> **Task instructions**
Retype the data below exactly, skipping pictures.

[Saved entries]
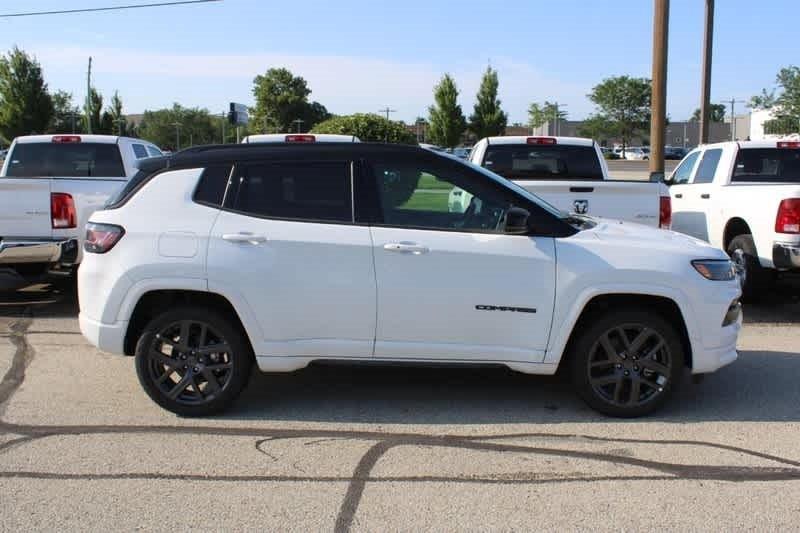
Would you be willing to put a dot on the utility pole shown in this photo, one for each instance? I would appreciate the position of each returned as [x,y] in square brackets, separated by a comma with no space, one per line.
[733,102]
[89,98]
[658,104]
[387,110]
[177,135]
[705,96]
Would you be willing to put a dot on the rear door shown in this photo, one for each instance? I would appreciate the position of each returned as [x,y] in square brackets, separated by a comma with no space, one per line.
[286,246]
[24,194]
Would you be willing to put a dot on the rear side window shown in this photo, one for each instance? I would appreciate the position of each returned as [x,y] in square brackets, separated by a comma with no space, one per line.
[708,166]
[71,160]
[548,161]
[777,165]
[139,151]
[211,188]
[296,190]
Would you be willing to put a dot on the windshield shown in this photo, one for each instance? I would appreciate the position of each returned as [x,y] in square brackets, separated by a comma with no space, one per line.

> **Response to this task**
Would you be willing to put a dot on the utility pole shown in this photo, one for each instance? I would appreciate the position of each returned as [x,y] in square brackets, separated by a comma with no space, one per line.
[733,102]
[89,98]
[658,104]
[387,110]
[177,135]
[705,96]
Would you be willing to put a dot on the rear door shown in this photo, one for each instance? I would appreciate the position of each returned as [x,y] in square brackets, separated by a comma with no space, one per line.
[286,246]
[24,194]
Would you be willing to put a dot on the rear side window shown in this photo, one for each instance? I would appreciate the position of each returned as [x,y] in square brackets, separated by a comma with no space, one per line.
[708,166]
[71,160]
[548,161]
[777,165]
[139,151]
[211,188]
[296,190]
Would you be willing to put a dot on the windshield shown in this photo, one for each instance? I would appreciate the position of each returned as [x,y] in square brackets, separated by a comma with no space, one per line.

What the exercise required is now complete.